§ DOCUMENTO DE ORIGEM

Os fitoterápicos só têm vegetais na sua composição?

Por definição, fitoterápico é um produto composto exclusivamente com substâncias de origem vegetal. Quando se acrescentam outras substâncias (inclusive substâncias químicas de origem vegetal, mas isoladas quimicamente), deixam de ser assim considerados.

O tratamento com fitoterapia tem contraindicação?

Pode ter. Dessa forma, faz-se necessário observar o paciente: quais tipos de hipersensibilidade ele apresenta, idade, enfermidades crônicas e comprometimento fisiológico dos sistemas para poder atribuir contraindicação.

Quais fitoterápicos podem ser contraindicados?

São exemplos Aesculus hippocastanum L. (castanha-da-índia), que tem contraindicações para gestantes, nutrizes, crianças; Piper methysticum G. Forst (Kava-Kava), que não deve ser utilizada por mulheres grávidas ou amamentando e crianças, em pacientes com doença de Parkinson, psicose ou depressão; Centella asiática, que não deve ser usada por grávidas e por lactantes, pessoas com insuficiência renal ou hepática, pessoas com gastrite e úlcera; e Ginkgo biloba, que é contraindicado no uso concomitante com aspirina, ticlopidina, antiagregante plaquetário e anticoagulantes, por apresentar um risco potencial de provocar uma hemorragia.

Quais as diferenças entre a fitoterapia e a homeopatia?

A fitoterapia só utiliza plantas, enquanto a homeopatia usa também elementos de origem mineral ou animal, considera o indivíduo como um todo e o seu tratamento para restabelecimento da saúde visa ao equilíbrio de energias.

Para isso, utilizam-se medicamentos com princípios ativos diluídos e dinamizados, usados segundo o princípio de que semelhante cura semelhante.

Por exemplo: para um paciente com febre, será administrado um medicamento com uma substância que ocasione febre. Já o tratamento por meio da fitoterapia segue a alopatia, com o princípio dos contrários: se alguém está com febre, utiliza-se um antitérmico.

Pode-se tomar um fitoterápico sem receita médica, só lendo a bula?

Pode-se utilizar um medicamento fitoterápico sem prescrição médica, desde que a espécie vegetal que componha o produto conste na lista das isentas de prescrição [Resolução de Diretoria Colegiada (RDC) 10, de 9 de março de 2010].

Mesmo que o medicamento seja isento de prescrição médica, é recomendado e necessário o acompanhamento de um profissional da área da saúde para garantir a utilização correta e segura, ao eliminar as dúvidas do usuário e para que o objetivo terapêutico seja alcançado.

§ INSTRUÇÕES DO EXERCÍCIO
Reescreva o trecho do texto sobre fitoterapia que se inicia nas palavras "Pode-se tomar um" e se encerra após "terapêutico seja alcançado.", substituindo "prescrição" por "receita".

§ LINHAS FORNECIDAS
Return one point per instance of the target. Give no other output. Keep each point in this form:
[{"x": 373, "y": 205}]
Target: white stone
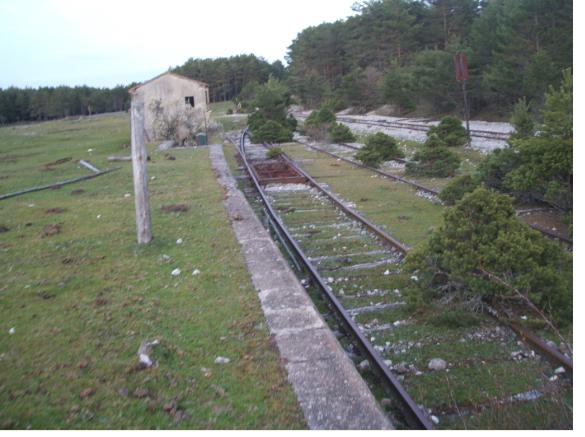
[
  {"x": 364, "y": 365},
  {"x": 437, "y": 364}
]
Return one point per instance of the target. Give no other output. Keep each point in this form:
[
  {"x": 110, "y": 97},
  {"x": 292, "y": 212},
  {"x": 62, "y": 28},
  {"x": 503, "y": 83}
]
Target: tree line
[
  {"x": 49, "y": 103},
  {"x": 401, "y": 52},
  {"x": 226, "y": 78}
]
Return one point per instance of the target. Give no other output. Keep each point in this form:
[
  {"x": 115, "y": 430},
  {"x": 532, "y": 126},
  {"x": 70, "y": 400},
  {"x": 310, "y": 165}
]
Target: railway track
[
  {"x": 349, "y": 158},
  {"x": 422, "y": 127},
  {"x": 357, "y": 268}
]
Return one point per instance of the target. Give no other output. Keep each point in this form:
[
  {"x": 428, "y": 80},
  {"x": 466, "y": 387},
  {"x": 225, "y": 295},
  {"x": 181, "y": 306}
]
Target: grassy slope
[{"x": 90, "y": 296}]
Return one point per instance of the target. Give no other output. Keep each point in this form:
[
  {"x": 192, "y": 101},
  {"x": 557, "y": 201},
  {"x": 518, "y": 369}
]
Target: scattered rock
[
  {"x": 50, "y": 230},
  {"x": 87, "y": 393},
  {"x": 46, "y": 296},
  {"x": 170, "y": 406},
  {"x": 144, "y": 352},
  {"x": 222, "y": 360},
  {"x": 141, "y": 393},
  {"x": 385, "y": 402},
  {"x": 101, "y": 301},
  {"x": 55, "y": 211},
  {"x": 401, "y": 369},
  {"x": 364, "y": 366},
  {"x": 437, "y": 364},
  {"x": 175, "y": 208}
]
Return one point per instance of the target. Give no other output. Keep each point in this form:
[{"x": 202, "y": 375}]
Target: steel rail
[
  {"x": 552, "y": 354},
  {"x": 338, "y": 202},
  {"x": 413, "y": 414},
  {"x": 544, "y": 232},
  {"x": 375, "y": 170},
  {"x": 423, "y": 128}
]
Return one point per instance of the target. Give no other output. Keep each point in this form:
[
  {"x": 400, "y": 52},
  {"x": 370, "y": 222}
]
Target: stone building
[{"x": 175, "y": 107}]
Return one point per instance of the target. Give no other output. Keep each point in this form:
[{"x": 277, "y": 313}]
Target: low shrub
[
  {"x": 340, "y": 133},
  {"x": 272, "y": 132},
  {"x": 320, "y": 117},
  {"x": 483, "y": 253},
  {"x": 436, "y": 161},
  {"x": 450, "y": 131},
  {"x": 457, "y": 188},
  {"x": 274, "y": 152},
  {"x": 379, "y": 148}
]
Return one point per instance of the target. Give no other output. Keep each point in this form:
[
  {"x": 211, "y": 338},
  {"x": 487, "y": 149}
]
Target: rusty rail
[
  {"x": 544, "y": 232},
  {"x": 414, "y": 415}
]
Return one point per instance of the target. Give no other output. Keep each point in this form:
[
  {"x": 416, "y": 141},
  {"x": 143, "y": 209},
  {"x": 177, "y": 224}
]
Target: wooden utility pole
[
  {"x": 462, "y": 76},
  {"x": 141, "y": 200}
]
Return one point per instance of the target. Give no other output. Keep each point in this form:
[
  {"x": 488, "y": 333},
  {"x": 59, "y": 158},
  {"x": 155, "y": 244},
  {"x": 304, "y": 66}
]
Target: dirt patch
[
  {"x": 181, "y": 207},
  {"x": 8, "y": 158},
  {"x": 55, "y": 211},
  {"x": 49, "y": 166},
  {"x": 50, "y": 230}
]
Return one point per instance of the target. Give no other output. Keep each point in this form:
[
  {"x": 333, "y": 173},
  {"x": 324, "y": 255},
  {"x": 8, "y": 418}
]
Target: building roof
[{"x": 178, "y": 76}]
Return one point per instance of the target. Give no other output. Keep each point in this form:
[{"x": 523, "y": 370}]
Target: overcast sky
[{"x": 105, "y": 42}]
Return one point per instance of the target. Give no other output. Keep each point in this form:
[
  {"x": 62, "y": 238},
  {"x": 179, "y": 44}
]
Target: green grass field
[{"x": 82, "y": 300}]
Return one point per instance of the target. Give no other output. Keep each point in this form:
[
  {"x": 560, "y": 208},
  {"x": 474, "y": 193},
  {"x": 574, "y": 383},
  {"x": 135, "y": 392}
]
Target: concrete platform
[{"x": 329, "y": 389}]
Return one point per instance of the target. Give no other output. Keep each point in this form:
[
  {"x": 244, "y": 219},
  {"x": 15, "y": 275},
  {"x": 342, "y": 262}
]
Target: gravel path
[{"x": 358, "y": 125}]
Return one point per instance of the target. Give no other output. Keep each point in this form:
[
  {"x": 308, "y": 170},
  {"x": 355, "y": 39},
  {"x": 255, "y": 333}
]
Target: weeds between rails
[
  {"x": 349, "y": 158},
  {"x": 491, "y": 381}
]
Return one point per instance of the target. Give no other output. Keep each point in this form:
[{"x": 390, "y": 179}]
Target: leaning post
[{"x": 141, "y": 201}]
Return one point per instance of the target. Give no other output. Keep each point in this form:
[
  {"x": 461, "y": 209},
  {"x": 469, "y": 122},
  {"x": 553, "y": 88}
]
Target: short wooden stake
[{"x": 141, "y": 200}]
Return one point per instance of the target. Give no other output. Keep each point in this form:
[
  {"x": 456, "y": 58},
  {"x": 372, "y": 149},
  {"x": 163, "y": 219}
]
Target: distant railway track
[
  {"x": 566, "y": 241},
  {"x": 356, "y": 266},
  {"x": 500, "y": 136}
]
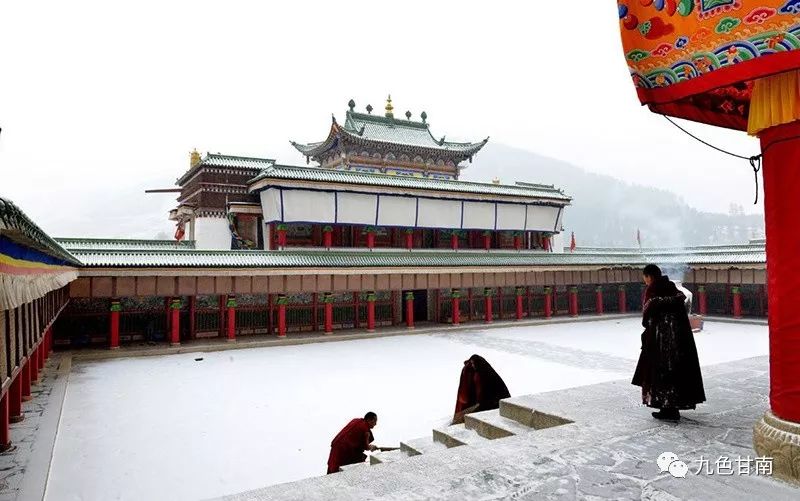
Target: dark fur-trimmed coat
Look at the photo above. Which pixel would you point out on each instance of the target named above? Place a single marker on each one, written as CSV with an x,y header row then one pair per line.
x,y
668,370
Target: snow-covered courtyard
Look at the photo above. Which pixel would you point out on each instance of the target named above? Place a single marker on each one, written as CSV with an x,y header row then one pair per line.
x,y
173,427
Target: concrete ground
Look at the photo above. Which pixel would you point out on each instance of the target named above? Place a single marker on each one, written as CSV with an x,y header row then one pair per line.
x,y
609,452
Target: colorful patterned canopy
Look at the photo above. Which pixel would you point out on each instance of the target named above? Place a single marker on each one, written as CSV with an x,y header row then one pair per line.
x,y
697,59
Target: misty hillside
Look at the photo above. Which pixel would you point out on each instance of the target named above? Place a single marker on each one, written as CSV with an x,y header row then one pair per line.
x,y
606,211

§ RESPOSTA AO EXERCÍCIO
Pode-se tomar um fitoterápico sem receita médica, só lendo a bula?

Pode-se utilizar um medicamento fitoterápico sem receita médica, desde que a espécie vegetal que componha o produto conste na lista das isentas de receita [Resolução de Diretoria Colegiada (RDC) 10, de 9 de março de 2010].

Mesmo que o medicamento seja isento de receita médica, é recomendado e necessário o acompanhamento de um profissional da área da saúde para garantir a utilização correta e segura, ao eliminar as dúvidas do usuário e para que o objetivo terapêutico seja alcançado.